Which lines in the items below contain the word "blue"? Locate each one and copy it in full.

(Box-labeled dataset items)
+--
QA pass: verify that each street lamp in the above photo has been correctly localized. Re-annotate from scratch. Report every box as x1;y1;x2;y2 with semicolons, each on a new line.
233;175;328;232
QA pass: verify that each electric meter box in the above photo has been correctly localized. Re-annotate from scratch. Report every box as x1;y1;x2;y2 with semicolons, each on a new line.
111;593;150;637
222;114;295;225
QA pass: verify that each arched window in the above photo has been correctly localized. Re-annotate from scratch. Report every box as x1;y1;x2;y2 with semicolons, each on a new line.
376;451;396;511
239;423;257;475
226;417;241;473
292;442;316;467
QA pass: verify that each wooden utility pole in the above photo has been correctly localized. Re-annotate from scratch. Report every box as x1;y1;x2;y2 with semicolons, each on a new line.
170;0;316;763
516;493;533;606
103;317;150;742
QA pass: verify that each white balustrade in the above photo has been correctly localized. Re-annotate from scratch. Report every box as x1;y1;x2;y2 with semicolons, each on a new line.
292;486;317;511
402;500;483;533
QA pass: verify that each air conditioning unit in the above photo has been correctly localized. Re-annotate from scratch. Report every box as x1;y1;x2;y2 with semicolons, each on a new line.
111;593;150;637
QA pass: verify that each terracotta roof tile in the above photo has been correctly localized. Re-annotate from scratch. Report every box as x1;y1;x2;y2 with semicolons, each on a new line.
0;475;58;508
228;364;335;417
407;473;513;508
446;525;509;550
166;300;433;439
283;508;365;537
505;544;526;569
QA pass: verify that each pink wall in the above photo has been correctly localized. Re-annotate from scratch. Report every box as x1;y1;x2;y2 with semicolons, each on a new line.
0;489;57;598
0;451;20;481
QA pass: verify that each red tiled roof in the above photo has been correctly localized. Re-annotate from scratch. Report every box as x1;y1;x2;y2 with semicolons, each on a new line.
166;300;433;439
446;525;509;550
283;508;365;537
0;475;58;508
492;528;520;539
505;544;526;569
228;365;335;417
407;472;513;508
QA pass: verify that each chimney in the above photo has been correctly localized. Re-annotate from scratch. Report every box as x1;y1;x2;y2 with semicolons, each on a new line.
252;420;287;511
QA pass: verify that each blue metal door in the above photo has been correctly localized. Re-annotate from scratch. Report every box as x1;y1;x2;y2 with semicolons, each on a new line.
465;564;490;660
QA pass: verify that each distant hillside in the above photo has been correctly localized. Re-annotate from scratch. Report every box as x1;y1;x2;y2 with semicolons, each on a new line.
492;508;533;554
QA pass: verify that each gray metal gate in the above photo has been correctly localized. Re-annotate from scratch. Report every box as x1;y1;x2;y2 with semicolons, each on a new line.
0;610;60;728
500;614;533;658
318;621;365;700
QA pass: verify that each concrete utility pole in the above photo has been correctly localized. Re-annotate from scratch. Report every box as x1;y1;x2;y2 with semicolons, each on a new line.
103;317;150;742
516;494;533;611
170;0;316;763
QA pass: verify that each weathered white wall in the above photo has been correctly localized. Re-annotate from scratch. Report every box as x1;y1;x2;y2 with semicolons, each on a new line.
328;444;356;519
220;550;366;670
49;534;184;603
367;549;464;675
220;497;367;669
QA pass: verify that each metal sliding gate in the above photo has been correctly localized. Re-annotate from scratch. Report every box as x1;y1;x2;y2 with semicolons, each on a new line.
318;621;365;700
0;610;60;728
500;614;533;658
+--
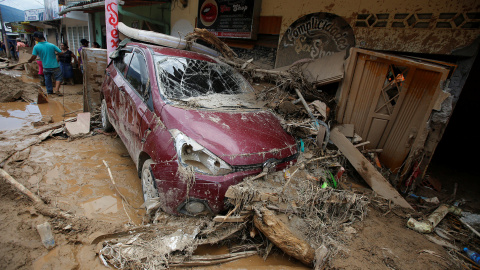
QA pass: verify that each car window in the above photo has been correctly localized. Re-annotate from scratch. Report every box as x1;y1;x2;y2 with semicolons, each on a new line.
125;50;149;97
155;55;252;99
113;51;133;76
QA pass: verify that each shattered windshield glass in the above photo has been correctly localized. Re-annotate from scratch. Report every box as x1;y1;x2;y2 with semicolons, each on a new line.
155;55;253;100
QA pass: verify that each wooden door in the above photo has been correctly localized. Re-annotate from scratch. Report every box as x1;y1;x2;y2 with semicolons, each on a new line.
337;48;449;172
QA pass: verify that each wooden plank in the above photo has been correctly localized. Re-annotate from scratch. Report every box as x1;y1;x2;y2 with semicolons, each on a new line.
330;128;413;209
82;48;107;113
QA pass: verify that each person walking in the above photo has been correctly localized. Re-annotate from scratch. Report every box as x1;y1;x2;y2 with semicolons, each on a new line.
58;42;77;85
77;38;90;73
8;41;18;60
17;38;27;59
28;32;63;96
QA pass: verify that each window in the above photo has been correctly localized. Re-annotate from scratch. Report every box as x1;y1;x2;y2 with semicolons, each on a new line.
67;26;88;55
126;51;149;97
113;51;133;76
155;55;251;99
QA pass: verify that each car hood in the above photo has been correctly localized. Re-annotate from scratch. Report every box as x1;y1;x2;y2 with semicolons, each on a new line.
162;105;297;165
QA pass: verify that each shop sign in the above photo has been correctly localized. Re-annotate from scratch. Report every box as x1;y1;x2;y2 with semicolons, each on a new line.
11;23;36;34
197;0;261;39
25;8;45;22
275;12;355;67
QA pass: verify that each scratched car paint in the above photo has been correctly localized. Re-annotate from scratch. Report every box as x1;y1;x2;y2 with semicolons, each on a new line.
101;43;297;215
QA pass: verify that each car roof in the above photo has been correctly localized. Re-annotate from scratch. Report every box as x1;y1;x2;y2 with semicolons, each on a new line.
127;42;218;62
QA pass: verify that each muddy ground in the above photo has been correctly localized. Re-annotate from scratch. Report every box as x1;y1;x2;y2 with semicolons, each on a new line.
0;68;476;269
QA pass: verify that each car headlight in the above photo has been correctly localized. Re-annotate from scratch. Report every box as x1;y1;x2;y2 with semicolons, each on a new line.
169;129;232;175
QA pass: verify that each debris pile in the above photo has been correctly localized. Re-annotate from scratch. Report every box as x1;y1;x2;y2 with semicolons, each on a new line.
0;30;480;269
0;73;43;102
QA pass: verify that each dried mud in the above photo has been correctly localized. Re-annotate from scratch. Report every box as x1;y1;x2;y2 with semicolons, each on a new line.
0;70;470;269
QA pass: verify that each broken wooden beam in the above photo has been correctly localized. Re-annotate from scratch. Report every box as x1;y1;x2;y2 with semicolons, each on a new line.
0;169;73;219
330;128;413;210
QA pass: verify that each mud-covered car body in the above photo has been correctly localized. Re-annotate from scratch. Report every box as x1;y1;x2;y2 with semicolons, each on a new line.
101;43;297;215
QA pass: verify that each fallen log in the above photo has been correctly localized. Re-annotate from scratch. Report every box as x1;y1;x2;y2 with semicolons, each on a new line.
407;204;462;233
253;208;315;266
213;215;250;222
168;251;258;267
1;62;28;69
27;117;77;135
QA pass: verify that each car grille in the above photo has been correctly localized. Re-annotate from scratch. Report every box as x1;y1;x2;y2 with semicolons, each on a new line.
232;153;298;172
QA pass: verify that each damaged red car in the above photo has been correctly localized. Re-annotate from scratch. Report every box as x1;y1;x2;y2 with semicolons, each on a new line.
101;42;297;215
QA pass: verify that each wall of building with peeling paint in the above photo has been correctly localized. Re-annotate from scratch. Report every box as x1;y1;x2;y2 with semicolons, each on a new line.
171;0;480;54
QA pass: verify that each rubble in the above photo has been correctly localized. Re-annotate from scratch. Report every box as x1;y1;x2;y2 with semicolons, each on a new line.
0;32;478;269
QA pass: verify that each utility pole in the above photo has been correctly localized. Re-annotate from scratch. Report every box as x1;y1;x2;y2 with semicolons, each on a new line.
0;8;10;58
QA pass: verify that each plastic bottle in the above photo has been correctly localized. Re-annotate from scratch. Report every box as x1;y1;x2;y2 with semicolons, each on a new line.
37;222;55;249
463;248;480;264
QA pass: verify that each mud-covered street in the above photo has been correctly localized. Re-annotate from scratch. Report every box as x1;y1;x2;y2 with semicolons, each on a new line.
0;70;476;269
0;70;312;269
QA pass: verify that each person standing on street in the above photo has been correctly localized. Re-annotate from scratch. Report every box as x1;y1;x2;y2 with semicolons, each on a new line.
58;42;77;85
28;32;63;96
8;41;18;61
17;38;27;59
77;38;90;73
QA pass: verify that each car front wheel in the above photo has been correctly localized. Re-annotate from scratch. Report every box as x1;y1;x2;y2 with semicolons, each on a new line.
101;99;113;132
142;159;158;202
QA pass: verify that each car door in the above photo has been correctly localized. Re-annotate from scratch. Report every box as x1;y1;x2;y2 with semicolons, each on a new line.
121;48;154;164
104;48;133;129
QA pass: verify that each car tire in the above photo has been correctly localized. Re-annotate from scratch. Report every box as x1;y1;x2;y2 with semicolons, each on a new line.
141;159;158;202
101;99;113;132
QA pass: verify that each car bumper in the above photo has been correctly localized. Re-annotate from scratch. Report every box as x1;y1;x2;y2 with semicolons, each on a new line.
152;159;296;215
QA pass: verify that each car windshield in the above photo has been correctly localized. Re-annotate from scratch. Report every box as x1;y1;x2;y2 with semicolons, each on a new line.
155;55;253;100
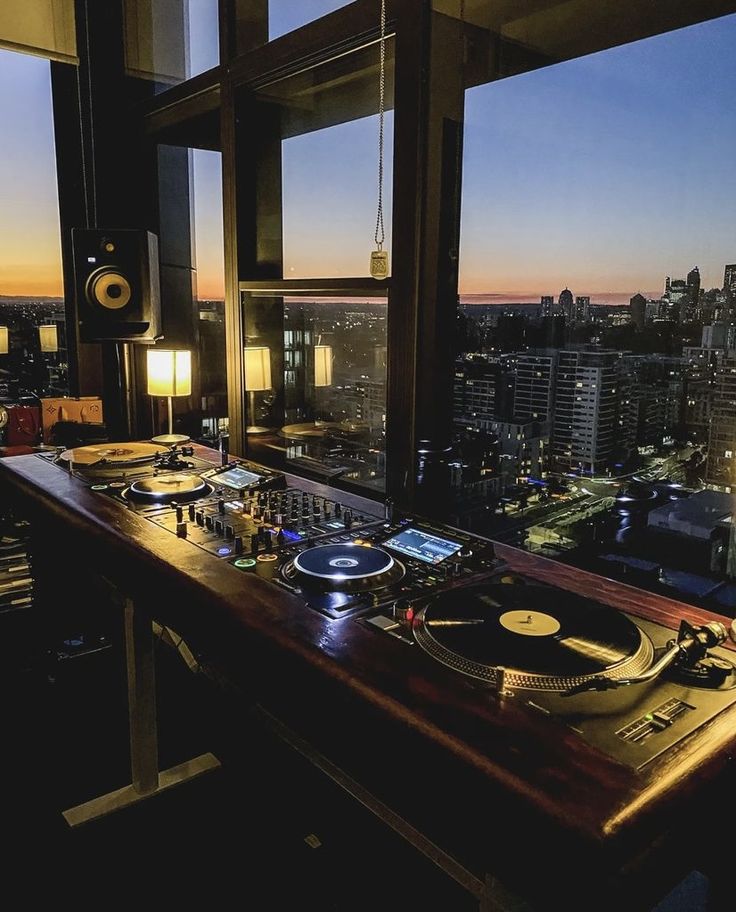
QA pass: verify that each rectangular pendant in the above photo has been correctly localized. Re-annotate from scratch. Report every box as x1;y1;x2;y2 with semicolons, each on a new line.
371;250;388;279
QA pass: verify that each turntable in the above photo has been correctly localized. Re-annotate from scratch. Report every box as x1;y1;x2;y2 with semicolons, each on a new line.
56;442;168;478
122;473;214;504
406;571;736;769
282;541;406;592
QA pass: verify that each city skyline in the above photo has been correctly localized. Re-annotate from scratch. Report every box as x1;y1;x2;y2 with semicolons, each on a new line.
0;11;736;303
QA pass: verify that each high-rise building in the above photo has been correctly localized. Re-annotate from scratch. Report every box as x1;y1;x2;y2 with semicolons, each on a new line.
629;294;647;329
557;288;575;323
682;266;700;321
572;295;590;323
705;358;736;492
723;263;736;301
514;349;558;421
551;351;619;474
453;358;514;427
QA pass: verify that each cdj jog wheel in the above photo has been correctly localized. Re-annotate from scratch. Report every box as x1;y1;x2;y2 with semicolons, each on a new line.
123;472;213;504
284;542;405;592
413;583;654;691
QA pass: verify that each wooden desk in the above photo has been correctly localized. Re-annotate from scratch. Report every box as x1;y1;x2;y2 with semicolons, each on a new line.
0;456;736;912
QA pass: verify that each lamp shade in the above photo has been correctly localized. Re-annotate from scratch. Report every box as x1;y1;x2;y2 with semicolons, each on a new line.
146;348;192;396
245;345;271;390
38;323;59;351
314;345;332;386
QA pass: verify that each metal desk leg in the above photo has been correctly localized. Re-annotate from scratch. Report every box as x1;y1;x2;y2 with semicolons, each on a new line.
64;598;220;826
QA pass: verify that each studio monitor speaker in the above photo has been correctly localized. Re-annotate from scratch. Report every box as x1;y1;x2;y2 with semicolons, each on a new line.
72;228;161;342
+--
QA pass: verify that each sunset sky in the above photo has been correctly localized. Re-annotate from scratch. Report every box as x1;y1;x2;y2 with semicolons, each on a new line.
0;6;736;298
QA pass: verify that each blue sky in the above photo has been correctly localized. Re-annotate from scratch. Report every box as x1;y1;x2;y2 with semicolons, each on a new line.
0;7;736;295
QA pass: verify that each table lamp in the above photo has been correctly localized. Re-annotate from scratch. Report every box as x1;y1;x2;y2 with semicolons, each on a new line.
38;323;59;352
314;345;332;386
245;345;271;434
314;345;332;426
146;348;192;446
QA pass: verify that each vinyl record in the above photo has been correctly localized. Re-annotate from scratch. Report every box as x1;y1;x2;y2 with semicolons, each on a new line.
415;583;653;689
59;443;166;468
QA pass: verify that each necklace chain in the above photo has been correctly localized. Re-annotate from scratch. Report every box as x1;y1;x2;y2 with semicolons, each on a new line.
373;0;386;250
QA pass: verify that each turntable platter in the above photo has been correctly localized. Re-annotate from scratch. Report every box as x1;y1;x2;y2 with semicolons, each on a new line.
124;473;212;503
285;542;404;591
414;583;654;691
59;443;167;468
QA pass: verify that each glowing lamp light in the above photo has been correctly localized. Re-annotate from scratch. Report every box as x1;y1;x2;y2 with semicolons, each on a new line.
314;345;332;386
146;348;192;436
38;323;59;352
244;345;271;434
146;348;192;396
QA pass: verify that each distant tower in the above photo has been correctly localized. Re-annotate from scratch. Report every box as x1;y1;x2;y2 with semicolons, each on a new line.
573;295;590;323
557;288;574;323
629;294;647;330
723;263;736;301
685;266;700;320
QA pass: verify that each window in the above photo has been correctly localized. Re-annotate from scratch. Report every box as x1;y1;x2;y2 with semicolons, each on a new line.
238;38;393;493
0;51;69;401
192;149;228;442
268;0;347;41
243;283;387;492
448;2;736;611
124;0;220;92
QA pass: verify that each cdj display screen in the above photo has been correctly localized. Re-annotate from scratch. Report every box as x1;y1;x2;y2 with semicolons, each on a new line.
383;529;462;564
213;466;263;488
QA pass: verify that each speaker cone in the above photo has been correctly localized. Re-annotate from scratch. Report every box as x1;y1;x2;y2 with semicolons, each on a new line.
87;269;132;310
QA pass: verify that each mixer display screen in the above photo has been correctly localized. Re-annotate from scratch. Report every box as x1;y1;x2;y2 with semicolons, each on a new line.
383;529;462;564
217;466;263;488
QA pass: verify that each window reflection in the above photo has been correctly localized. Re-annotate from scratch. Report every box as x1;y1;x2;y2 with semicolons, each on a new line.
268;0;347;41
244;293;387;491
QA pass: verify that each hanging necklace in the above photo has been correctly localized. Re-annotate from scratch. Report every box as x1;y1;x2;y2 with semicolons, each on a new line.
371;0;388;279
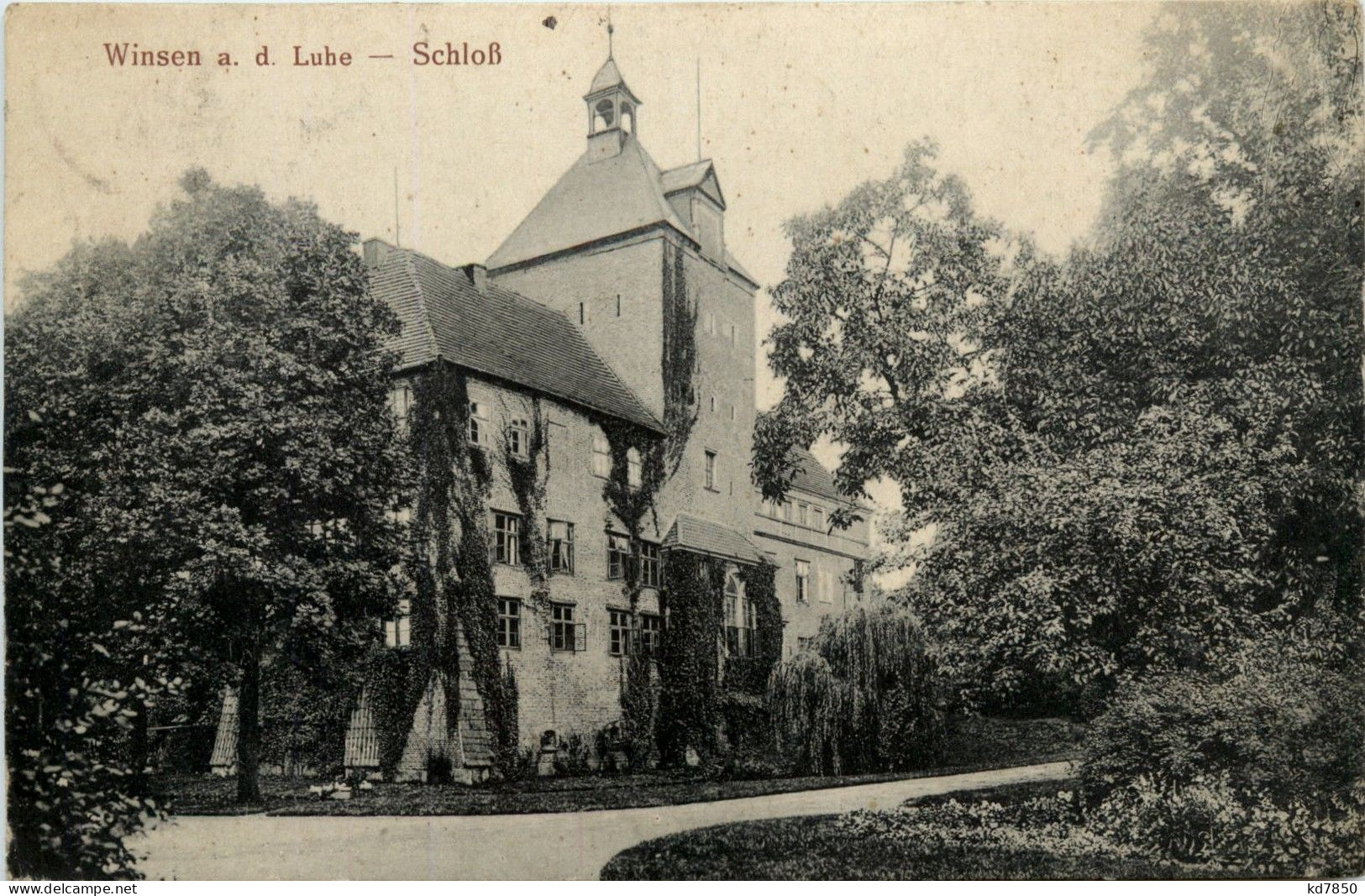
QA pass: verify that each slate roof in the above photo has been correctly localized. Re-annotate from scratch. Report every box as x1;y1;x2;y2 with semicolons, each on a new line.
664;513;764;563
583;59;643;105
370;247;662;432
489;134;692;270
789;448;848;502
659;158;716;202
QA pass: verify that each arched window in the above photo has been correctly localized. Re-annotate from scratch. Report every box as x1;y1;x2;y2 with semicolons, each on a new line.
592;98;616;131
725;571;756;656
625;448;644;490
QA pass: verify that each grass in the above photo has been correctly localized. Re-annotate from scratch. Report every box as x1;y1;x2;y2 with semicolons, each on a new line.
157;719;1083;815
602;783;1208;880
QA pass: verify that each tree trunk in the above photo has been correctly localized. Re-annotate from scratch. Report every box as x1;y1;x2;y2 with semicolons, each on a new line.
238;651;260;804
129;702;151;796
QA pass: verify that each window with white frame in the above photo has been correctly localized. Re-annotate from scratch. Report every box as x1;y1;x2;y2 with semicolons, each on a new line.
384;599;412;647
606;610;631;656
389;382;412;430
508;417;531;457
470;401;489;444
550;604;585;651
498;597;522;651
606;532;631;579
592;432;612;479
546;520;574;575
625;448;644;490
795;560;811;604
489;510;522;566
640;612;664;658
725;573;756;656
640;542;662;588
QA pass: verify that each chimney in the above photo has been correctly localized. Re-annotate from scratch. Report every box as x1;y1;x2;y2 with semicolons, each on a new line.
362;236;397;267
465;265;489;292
+--
[SOLUTION FOR THIS TASK]:
QA pass: verify that each blue metal door in the above photo has been correctly localized. Re-annotate from scratch. Report every box as x1;y1;x2;y2 with semicolons, each on a new line.
QA pass: verify that each blue sky in the above photo has been correctly localized. Re-annotate from scratch. Report every box as x1;y1;x2;y2 with semicolons, each on a new line.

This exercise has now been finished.